◆ **Given task a**:
In the passage on unconditional treatment, what did Mandela establish after following his unconditional approach?

◆ **Text passage**:
And of course, this universal inclusion assumes that the point of our existence is to be human. We are all responsible to learn what it means to be human and accountable to become as fully human/humane as we can. This, surely, is the main point of our personal stories. But no matter how imperfectly we accomplish that, in the end we are all included, all forgiven entirely, and are all safe, in the ultimate sense. Everyone- none excluded- will receive the full generosity of the universe. Such is the scandal of the historical Jesus who advocated unconditional treatment of all people in contrast to the Christian Jesus who embodies conditional treatment of people- reward the good, punish the bad.

The sum of unconditional is that everything is going to be all right, for everyone. Unconditional means absolutely no conditions. None.

Is this unconditional ideal scandalous to our conventional perspectives on justice as proper payback? Of course it is. And is it just too impractical for orderly human society? Not at all. See comment further below… “Is Unconditional Too Impractical?” It was the most practical approach of all for avoiding civil war in South Africa. See comment on Nelson Mandela also below.

As Mandela noted, the unconditional treatment of others turned enemies into friends and brought out the best in others. And to the contrary, retaliatory, punishing treatment of others often evokes more of the same retaliation, while unconditional treatment of others inspires the best of the human spirit. Again, this is not advocating for pacifism in the face of irrational hate and violence. Love is responsible to protect and to restrain violence. As many note, facing ISIS irrationality today is not the same as Gandhi facing the British. Yes, true. But many in moderate Islam can be influenced and reformed for the better, and that greater religion provides the context for movements like ISIS.

Also remember that just as Mandela followed his unconditional approach by establishing the Truth and Reconciliation Commission, so people should be held accountable for their actions, though in a restorative framework.

Comment: The key predictor of the future of any person (or society) and how humane they will become (or not become), is embodied in their view of the highest ideal, the highest Good (i.e. God).

◆ **Data for this task**:
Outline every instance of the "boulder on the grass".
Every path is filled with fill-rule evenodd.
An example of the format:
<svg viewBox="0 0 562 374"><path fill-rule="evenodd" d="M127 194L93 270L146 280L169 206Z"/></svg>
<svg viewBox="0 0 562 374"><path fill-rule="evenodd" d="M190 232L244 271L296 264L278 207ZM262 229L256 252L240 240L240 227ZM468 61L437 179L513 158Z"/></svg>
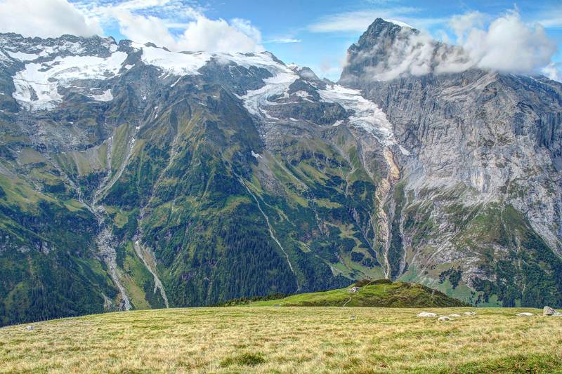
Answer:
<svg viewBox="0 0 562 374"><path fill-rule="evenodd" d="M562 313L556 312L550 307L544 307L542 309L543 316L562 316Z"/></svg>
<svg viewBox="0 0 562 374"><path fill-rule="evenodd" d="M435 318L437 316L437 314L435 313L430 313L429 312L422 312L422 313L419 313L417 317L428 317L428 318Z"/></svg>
* * *
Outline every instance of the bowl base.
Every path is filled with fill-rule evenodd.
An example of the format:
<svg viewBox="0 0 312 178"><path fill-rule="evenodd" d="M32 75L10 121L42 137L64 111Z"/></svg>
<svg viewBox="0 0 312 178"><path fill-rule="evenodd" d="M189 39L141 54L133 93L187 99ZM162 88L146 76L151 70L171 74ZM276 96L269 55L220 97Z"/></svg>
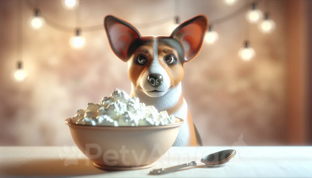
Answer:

◆ **Given task b**:
Tally the lines in the entries that contain the word "instance", and give only the number.

◆ **Exercise response a**:
The Truth and Reconciliation Commission.

◆ **Exercise response b**:
2